The request. Format the lines from the one containing "Target: wooden drawer" through the one containing "[(109, 206)]", both included, as a JSON list of strings with one string per line and no blank lines. Omit the pictures.

Entries from a point annotation set
☆ ☆ ☆ ☆
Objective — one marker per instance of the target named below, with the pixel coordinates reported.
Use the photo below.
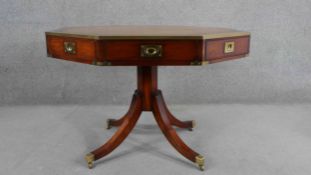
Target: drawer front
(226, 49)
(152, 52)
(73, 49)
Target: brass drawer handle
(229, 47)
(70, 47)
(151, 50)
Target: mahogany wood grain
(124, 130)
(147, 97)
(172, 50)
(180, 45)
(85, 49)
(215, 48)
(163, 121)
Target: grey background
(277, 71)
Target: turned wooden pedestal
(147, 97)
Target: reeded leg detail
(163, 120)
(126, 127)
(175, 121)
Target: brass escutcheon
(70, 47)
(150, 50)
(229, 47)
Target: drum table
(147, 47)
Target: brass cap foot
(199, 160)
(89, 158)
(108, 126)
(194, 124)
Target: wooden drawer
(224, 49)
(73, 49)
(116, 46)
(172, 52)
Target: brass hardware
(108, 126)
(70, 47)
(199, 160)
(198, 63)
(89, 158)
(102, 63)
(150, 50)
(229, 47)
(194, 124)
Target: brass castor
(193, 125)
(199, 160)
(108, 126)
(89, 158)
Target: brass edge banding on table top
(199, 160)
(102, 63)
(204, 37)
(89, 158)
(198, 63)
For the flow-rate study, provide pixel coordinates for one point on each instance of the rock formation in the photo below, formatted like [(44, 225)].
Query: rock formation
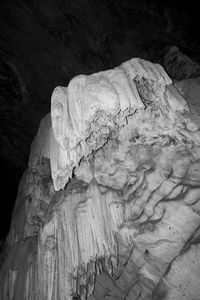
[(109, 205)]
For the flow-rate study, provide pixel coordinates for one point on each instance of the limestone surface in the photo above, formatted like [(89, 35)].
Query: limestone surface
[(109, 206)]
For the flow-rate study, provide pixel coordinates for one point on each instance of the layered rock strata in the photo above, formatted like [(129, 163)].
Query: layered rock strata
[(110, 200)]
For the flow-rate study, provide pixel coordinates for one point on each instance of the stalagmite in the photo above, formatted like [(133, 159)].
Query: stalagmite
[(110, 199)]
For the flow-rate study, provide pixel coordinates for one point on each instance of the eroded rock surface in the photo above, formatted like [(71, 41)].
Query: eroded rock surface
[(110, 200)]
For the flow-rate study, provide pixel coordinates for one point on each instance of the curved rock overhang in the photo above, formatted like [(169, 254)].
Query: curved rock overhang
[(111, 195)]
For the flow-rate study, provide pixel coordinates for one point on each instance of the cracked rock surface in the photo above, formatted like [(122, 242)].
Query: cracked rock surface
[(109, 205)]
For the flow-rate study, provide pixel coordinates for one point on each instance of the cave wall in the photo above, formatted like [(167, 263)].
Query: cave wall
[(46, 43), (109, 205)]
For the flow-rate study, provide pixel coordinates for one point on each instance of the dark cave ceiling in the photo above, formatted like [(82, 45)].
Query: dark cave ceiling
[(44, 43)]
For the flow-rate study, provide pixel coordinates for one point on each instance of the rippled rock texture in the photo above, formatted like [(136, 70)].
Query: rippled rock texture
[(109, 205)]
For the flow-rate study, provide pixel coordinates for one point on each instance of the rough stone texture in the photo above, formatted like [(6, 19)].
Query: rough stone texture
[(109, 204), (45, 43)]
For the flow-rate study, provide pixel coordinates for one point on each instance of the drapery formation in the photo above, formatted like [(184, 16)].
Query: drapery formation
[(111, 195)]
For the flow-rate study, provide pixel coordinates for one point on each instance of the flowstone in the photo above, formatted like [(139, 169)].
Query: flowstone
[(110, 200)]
☆ ☆ ☆ ☆
Expected output.
[
  "Target: wooden drawer",
  "(224, 49)",
  "(73, 49)",
  "(116, 46)",
  "(172, 52)",
  "Target: brass hardware",
  "(108, 126)",
  "(70, 47)",
  "(199, 160)",
  "(198, 63)",
  "(89, 158)",
  "(102, 63)",
  "(150, 50)",
  "(229, 47)",
  "(194, 124)",
  "Target: brass castor",
  "(193, 125)",
  "(199, 160)",
  "(108, 126)",
  "(89, 158)",
  "Target: brass edge banding on table top",
  "(199, 160)",
  "(102, 63)",
  "(204, 37)",
  "(89, 158)",
  "(198, 63)",
  "For the flow-rate study, provide pixel coordinates for one point on each instance of the rock formation in the photo below, formatted like [(44, 225)].",
  "Query: rock formation",
  "[(109, 205)]",
  "For the flow-rate study, provide pixel coordinates for one point on each instance of the limestone surface in the photo above, formatted like [(89, 35)].",
  "Query: limestone surface",
  "[(109, 206)]"
]